*Prompt*:
Turn the stretch of records from the line containing "Pinpoint every instance of field of grass." through the line containing "[239,173,294,197]" into a Markdown table with the columns Row and Line, giving each line its own numbered row. Skip blank lines and leave the pictures out.
— Start of Source material —
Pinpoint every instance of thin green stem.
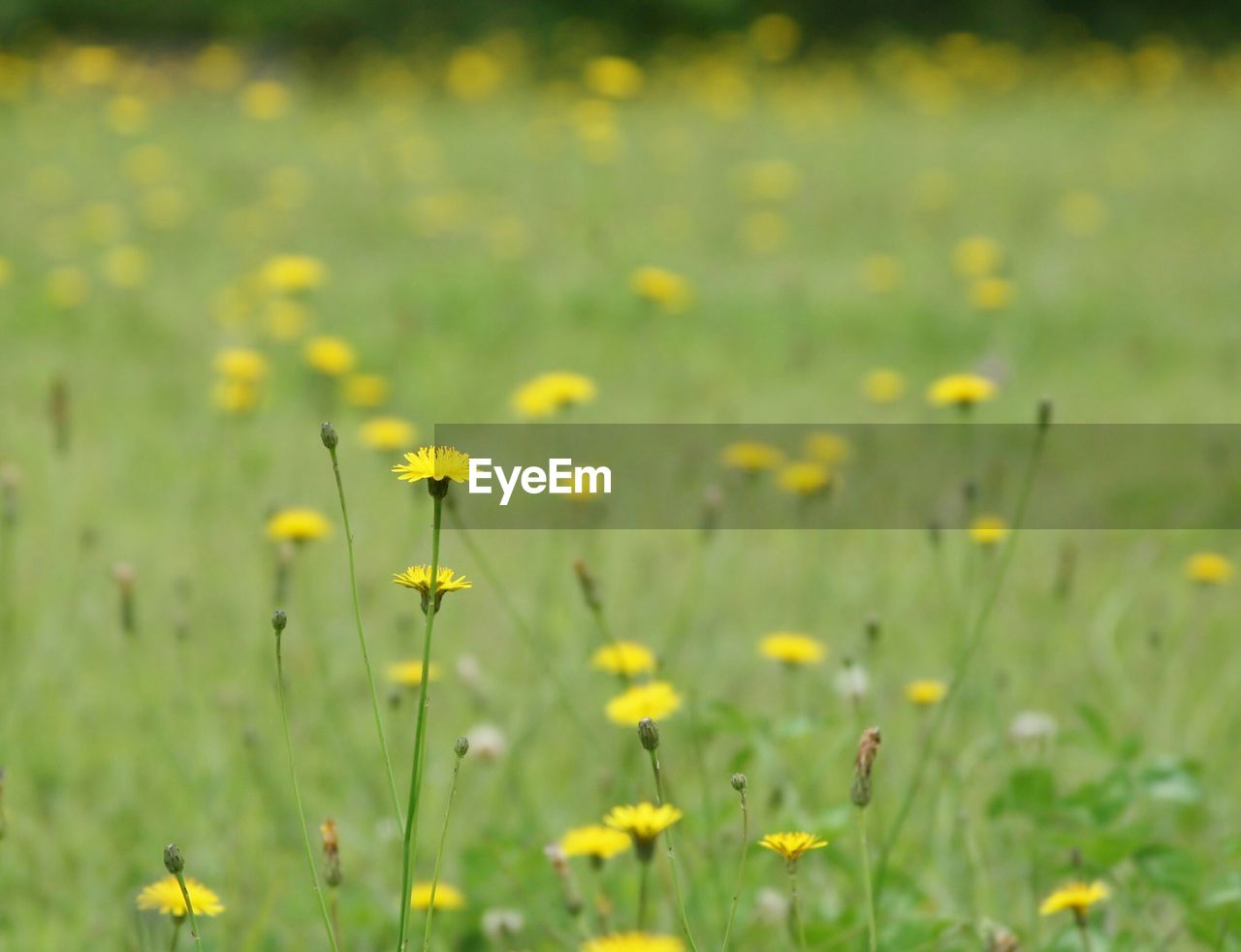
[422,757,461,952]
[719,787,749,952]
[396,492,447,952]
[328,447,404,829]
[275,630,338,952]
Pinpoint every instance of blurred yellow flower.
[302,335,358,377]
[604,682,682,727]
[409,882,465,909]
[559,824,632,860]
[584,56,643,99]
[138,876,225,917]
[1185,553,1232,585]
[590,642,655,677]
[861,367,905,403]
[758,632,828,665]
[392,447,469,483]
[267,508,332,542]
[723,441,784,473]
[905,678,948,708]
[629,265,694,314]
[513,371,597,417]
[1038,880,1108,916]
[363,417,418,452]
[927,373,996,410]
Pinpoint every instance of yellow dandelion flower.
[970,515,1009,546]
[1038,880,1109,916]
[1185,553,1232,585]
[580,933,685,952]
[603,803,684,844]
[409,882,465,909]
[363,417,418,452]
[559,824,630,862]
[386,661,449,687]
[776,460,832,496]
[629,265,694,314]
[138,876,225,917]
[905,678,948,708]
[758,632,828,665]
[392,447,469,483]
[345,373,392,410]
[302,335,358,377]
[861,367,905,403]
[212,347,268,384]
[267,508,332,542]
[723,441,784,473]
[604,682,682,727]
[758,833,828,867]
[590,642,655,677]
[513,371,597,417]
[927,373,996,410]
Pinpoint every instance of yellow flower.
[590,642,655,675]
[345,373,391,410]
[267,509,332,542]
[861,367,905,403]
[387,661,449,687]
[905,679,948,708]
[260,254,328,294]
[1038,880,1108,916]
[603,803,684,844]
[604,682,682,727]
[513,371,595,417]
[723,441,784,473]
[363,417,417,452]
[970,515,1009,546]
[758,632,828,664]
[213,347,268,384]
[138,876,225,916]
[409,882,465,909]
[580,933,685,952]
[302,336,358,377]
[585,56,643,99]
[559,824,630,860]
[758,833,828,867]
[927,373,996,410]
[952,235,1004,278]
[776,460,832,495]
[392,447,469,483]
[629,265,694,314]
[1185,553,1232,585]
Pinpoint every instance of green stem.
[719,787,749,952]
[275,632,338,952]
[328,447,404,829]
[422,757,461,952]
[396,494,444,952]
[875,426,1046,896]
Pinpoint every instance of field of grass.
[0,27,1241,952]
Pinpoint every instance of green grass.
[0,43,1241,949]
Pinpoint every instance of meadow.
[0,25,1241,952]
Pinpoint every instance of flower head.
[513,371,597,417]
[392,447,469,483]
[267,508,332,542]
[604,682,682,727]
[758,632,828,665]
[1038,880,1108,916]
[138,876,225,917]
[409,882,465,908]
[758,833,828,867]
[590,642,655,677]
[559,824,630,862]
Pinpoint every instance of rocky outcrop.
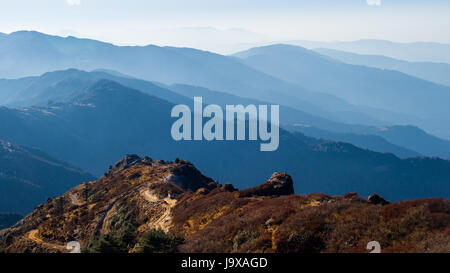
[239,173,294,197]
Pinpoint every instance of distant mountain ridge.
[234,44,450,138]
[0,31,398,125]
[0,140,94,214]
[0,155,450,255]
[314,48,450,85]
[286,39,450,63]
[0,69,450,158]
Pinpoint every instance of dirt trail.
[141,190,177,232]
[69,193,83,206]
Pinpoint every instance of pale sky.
— End of Source material —
*Problem solution*:
| Row | Line |
|---|---|
| 1 | Pinpoint every instance of field of grass. |
| 2 | [0,27,1241,952] |
| 3 | Pinpoint every instance of green grass. |
| 4 | [0,43,1241,949] |
| 5 | Pinpoint every instance of meadow. |
| 6 | [0,25,1241,952] |
| 7 | Pinpoint every instance of flower head. |
| 8 | [513,371,597,417] |
| 9 | [392,447,469,483] |
| 10 | [267,508,332,542] |
| 11 | [604,682,682,727] |
| 12 | [758,632,828,665] |
| 13 | [1038,880,1108,916] |
| 14 | [138,876,225,917] |
| 15 | [409,882,465,908] |
| 16 | [758,833,828,867] |
| 17 | [590,642,655,677] |
| 18 | [559,824,630,862] |
| 19 | Pinpoint every instance of rocky outcrop. |
| 20 | [239,173,294,197] |